• **OBJECTIVE**
Set the listing down again in full, word for word, with the pictures left out.

##### ENTRIES

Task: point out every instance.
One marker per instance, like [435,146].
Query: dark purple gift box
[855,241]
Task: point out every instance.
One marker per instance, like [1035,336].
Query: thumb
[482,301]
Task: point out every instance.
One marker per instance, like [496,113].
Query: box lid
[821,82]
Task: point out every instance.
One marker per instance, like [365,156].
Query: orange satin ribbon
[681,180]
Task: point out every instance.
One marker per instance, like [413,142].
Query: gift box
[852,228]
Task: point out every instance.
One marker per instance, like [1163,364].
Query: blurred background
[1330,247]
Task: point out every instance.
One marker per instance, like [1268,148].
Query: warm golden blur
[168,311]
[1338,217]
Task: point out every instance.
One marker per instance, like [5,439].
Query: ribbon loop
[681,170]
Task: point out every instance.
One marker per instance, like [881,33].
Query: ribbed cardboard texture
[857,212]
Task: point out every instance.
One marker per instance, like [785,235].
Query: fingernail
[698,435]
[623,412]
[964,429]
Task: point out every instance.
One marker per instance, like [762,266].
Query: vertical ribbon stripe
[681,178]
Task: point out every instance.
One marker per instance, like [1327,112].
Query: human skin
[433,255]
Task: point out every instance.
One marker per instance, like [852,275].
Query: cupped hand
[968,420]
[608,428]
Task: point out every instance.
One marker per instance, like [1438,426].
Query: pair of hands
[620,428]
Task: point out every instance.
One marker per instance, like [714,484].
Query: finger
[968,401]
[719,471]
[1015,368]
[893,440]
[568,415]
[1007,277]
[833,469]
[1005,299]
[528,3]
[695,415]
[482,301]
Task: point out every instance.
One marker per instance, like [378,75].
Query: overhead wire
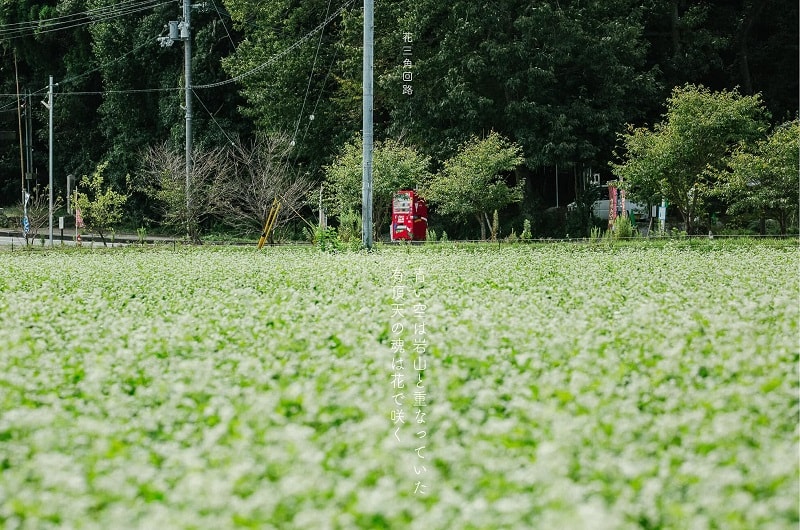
[280,54]
[219,14]
[310,78]
[35,27]
[214,119]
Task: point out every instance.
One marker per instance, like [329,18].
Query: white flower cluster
[569,387]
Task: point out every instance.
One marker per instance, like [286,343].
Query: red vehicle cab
[409,216]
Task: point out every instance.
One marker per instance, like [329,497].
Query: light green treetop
[472,184]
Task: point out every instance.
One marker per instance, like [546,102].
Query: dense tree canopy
[680,157]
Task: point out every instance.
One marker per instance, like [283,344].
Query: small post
[50,110]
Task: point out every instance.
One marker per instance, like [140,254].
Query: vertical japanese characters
[411,378]
[408,74]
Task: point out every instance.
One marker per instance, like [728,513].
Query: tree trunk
[749,18]
[483,227]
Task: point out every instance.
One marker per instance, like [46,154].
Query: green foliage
[623,227]
[395,166]
[680,157]
[101,206]
[472,183]
[764,177]
[350,227]
[215,388]
[580,220]
[526,230]
[495,225]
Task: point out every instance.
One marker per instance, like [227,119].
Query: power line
[35,27]
[280,54]
[310,78]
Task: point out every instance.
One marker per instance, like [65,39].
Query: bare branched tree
[262,174]
[39,211]
[164,181]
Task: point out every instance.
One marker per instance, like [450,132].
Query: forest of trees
[277,88]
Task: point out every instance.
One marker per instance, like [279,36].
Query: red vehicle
[409,216]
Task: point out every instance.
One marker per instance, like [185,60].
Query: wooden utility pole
[366,181]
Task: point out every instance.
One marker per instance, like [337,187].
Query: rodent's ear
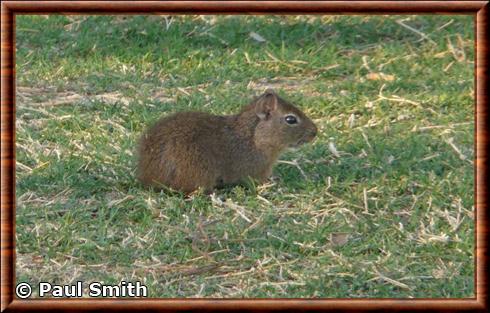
[266,104]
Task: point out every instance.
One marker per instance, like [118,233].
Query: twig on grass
[418,32]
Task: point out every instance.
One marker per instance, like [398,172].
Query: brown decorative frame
[9,9]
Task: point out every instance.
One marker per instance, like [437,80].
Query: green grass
[390,216]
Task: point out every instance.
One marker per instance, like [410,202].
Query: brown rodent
[188,150]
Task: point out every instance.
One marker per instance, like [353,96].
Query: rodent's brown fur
[188,150]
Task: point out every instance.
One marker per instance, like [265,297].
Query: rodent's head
[281,125]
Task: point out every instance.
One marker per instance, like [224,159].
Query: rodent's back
[173,143]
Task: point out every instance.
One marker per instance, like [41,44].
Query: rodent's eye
[291,119]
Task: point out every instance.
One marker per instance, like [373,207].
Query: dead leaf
[380,76]
[257,37]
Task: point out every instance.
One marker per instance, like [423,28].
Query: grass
[380,205]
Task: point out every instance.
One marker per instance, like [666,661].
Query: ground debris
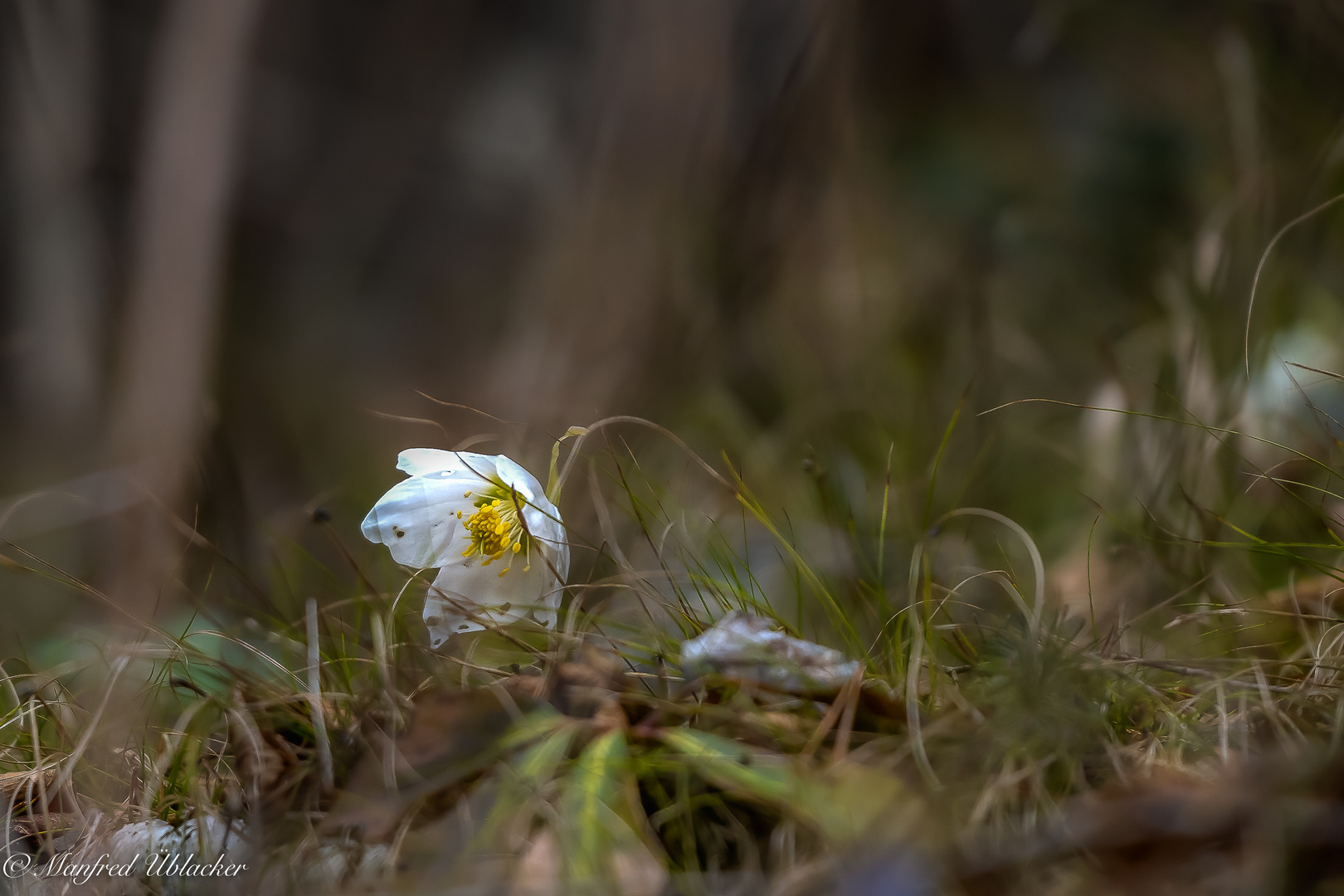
[747,646]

##########

• **ANSWER TO THE TASK**
Task: point out every instance.
One marker per instance, like [435,146].
Query: dark purple gift box
[855,241]
Task: point out every instance.
One marker per instance, like [1035,336].
Query: thumb
[482,301]
Task: point out every instance.
One marker per instance, like [496,113].
Query: box lid
[821,82]
Task: point out every instance.
One marker per instance, like [365,156].
Query: orange satin ribbon
[681,180]
Task: point out every instance.
One marker per instance, like [413,142].
Query: gift box
[852,228]
Task: point out every instance.
One marker per instance, like [1163,364].
Query: blurred background
[1330,247]
Task: point out every instance.
One marker per instance, like [1268,148].
Query: warm golden blur
[168,311]
[1338,217]
Task: point out every instance.
One marker per instance, like [5,439].
Query: ribbon loop
[681,170]
Task: point out every instance.
One marker per instance, like [881,33].
Query: ribbed cardboard texture
[857,212]
Task: point out every instance.
One marker per instance, like [785,235].
Query: fingernail
[698,435]
[623,412]
[964,429]
Task: point out every instance.
One marker per instance, like [762,266].
Query: vertical ribbon stripe
[681,178]
Task: point out every instance.
One marker per instance, like [1327,112].
Query: human skin
[433,255]
Task: point out every instance.
One marker per instance, like [852,275].
Query: cupped hand
[968,420]
[608,428]
Task: point out every instance.
One marker per instance, like [1438,426].
Query: pair of hands
[620,428]
Task: point out every instance.
One marker per instance, like [714,484].
Query: finger
[968,401]
[719,471]
[1015,368]
[893,440]
[568,415]
[1007,277]
[833,469]
[1005,299]
[528,3]
[695,415]
[482,301]
Task: point out every instance.
One marker per instance, like [378,75].
Query: overhead wire
[280,54]
[219,14]
[310,78]
[35,27]
[214,119]
Task: point out every instance.
One marker per instance, like [329,18].
Query: white flower cluster
[569,387]
Task: point out every instance.
One marker per instance, like [286,343].
Query: red vehicle cab
[409,216]
Task: point out every instance.
One marker per instance, like [329,497].
Query: light green treetop
[472,184]
Task: point out every instance.
One marker per instance, like [546,102].
Query: dense tree canopy
[680,157]
Task: point out every instance.
One marker per instance, like [283,344].
Query: small post
[50,110]
Task: point out every instance.
One marker per instance, like [140,254].
Query: vertical japanese characters
[411,378]
[408,74]
Task: point out every instance.
One marker per instance, like [728,513].
Query: tree trunk
[749,18]
[483,227]
Task: point out every instance.
One marker per instance, like [46,154].
Query: green foliage
[623,227]
[395,166]
[680,157]
[101,206]
[472,183]
[764,177]
[350,227]
[215,388]
[580,220]
[526,230]
[495,225]
Task: point out every instance.
One marker per instance, like [227,119].
Query: power line
[35,27]
[280,54]
[310,78]
Task: point out every instance.
One marker per instance, like [65,39].
Query: bare branched tree
[262,174]
[39,211]
[164,181]
Task: point out every instance.
One marker per instance, like [450,132].
Query: forest of trees
[277,88]
Task: point out every instance.
One marker per instance, like [279,36].
Query: red vehicle
[409,216]
Task: point out every instance.
One marker per instance, like [185,60].
Query: wooden utility pole
[366,181]
Task: point out every instance.
One marker per instance, like [337,187].
Query: rodent's ear
[266,104]
Task: point out every instance.
One marker per instance, like [118,233].
Query: twig on grass
[418,32]
Task: point out every instance.
One marker per instance, like [398,172].
Query: brown decorative frame
[9,9]
Task: point out every instance.
One marker per instance, like [437,80].
Query: green grass
[390,216]
Task: point out every instance.
One marker per instance, like [410,202].
Query: brown rodent
[188,150]
Task: point out every instance.
One marker per instance, like [353,96].
Query: rodent's brown fur
[188,150]
Task: point out every instance.
One marker per instance, like [265,297].
Query: rodent's head
[281,125]
Task: point out every instance.
One marker per instance, like [224,159].
Query: rodent's back
[173,143]
Task: point out every instance.
One marker per instance, like [41,44].
Query: rodent's eye
[291,119]
Task: point out every instance.
One marker per instance, like [373,207].
Query: dead leaf
[380,76]
[257,37]
Task: point out every instance.
One marker per instance, like [423,28].
Query: grass
[380,205]
Task: point out every instance.
One marker per instance, like [666,661].
Query: ground debris
[747,646]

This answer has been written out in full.